Questions to answer:
1) Reproduce word for word the stretch of the farmers market post from "Through hours of" through "begun to form.".
2) Answer these questions from the farmers market post:
(a) What do the writers call the small white pieces of paper covering the black walls?
(b) Through what product did Walter escape his desk job?
(c) In which museum is Jessie now featured?

Theming Through a Farmers Market
Lauren, Leah, and I have found ourselves enclosed in a small black box here at Austin Center for Design. The black walls are covered in text, these pieces of text are on small white pieces of paper we’ve cut out called utterances. These utterances were pulled from massive word documents that we transcribed from hours of interviews we’ve conducted with people who are involved with HOPE Farmers Market (HOPE FM). It’s been a learning process for us, and we’re learning that the people we’re talking with are learning too. The farmer’s market contains an eclectic mix of self-starters, rebels, and passionate hobbyists. There’s such a diverse group of humans and businesses that attend the market. Everyone is having their own experience while others aim to provide an experience.
Through hours of interviews (30 plus) we are now at a point in the process where we are considering what our deliverables to our client could be. Amongst the walls of text exist “red trucks” obvious and pointed commonalities that have come across in our conversations with our interviewee’s. The Texas heat being one of them. Our goal at this point in the process is to develop themes. We walked into the market as outsiders, and although difficult, will remain outsiders in order to be able to provide more valuable insight. It’s been difficult to tip toe around without shouting out obvious problems, or easy solutions to some of the things we’ve seen. It’s bigger than that. This project is more important than that and design research carries more value than that. It’s finding out the things that lie beneath the surface. That is where our themes have begun to form.
Our first theme we’ve come across is this market provides a raw and experimental environment for people looking to try new things. People can bring their ideas to life, with few hurdles to jump over at HOPE. We’ve heard from those who had their product in mind long before they created it. Passion projects that started at HOPE have turned into profit for some, they’ve been able to leave jobs they didn’t like, and some walk past their products at local grocers in Austin. A vendor we spoke with has been coming to HOPE FM since its inception. Walter found a way to escape his desk job, via kombucha, and used the market to further propel his product. While others aspire to arrive there, renting kitchen space and walking the path to market from their local culture through food. A vendor named Jessie shared her story of working part time at a local taco joint while getting a grant from an incubator to help grow her business. She sell’s traditional Mexican candies and is now featured in Mexic-Arte Museum here in Austin. It’s been inspiring to hear from them, and it’s more inspiring to see their thoughts on paper clustered next to each other, in a way that only we’ve been able to see.

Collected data
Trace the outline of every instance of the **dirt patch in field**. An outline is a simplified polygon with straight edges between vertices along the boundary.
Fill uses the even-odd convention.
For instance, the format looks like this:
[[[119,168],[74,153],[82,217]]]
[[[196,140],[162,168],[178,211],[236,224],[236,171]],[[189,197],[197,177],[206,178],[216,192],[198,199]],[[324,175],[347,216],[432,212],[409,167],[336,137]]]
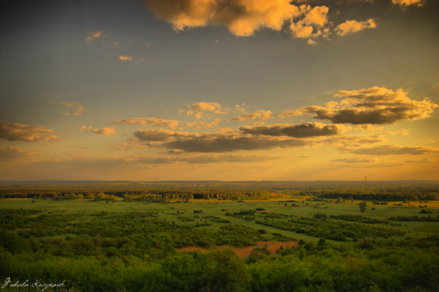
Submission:
[[[16,228],[12,229],[11,232],[18,232],[19,231],[29,231],[30,228]]]
[[[256,245],[246,246],[245,247],[236,247],[230,245],[220,245],[211,247],[210,249],[205,249],[203,247],[198,247],[195,246],[187,246],[182,248],[178,248],[177,251],[182,252],[205,252],[212,250],[225,250],[227,248],[231,248],[233,252],[240,258],[247,258],[250,255],[252,251],[257,247],[263,247],[267,245],[267,250],[271,253],[274,254],[276,250],[279,249],[281,246],[283,248],[287,247],[297,247],[298,243],[297,241],[257,241]]]

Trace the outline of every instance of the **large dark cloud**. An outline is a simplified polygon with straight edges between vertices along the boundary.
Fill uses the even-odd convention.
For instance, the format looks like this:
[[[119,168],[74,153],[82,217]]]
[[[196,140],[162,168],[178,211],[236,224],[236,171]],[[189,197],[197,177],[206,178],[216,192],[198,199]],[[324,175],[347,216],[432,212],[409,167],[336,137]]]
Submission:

Results of the exercise:
1)
Through hours of interviews (30 plus) we are now at a point in the process where we are considering what our deliverables to our client could be. Amongst the walls of text exist “red trucks” obvious and pointed commonalities that have come across in our conversations with our interviewee’s. The Texas heat being one of them. Our goal at this point in the process is to develop themes. We walked into the market as outsiders, and although difficult, will remain outsiders in order to be able to provide more valuable insight. It’s been difficult to tip toe around without shouting out obvious problems, or easy solutions to some of the things we’ve seen. It’s bigger than that. This project is more important than that and design research carries more value than that. It’s finding out the things that lie beneath the surface. That is where our themes have begun to form.

2)
(a) Utterances
(b) Kombucha
(c) Mexic-Arte Museum